- **Given instruction**: Find each line in the listing below that contains the word "mossy", and copy those lines.

-------- Records supplied

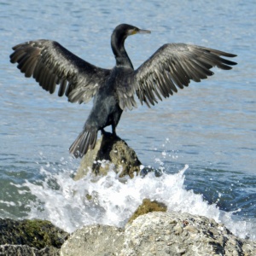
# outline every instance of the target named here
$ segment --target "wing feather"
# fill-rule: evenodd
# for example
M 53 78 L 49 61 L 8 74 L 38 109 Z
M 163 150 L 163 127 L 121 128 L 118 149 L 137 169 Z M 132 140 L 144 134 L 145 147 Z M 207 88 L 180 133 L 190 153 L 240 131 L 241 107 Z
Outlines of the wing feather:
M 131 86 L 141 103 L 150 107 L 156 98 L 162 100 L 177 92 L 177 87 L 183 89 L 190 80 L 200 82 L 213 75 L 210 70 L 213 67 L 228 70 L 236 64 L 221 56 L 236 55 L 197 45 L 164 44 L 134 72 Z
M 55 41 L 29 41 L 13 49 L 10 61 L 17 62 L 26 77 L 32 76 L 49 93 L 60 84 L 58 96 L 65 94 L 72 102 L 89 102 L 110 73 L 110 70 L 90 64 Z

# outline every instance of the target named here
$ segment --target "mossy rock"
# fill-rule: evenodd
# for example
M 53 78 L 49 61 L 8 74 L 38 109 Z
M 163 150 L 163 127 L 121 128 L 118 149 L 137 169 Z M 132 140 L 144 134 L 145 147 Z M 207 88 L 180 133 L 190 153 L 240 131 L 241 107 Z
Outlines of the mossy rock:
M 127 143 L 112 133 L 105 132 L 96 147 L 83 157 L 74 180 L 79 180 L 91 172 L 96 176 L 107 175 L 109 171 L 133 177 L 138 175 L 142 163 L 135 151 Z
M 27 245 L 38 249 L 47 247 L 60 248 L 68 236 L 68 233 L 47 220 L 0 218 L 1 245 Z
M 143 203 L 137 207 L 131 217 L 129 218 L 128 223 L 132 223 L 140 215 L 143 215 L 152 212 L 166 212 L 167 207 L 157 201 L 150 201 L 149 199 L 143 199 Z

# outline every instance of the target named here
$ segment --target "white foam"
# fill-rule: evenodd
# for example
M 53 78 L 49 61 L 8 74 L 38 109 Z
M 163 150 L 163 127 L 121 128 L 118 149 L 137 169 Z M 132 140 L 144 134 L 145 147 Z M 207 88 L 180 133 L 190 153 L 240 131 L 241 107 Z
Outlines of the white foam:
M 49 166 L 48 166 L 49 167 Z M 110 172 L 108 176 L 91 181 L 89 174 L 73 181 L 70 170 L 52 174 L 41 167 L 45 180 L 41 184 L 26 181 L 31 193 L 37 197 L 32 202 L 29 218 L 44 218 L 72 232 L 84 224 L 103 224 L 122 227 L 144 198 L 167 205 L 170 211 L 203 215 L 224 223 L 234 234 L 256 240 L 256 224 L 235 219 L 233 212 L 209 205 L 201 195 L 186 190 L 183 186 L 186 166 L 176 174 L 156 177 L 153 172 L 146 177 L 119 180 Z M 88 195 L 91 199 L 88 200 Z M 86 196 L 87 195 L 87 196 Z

----------------

- **Task output**:
$ segment --target "mossy rock"
Outlines of the mossy rock:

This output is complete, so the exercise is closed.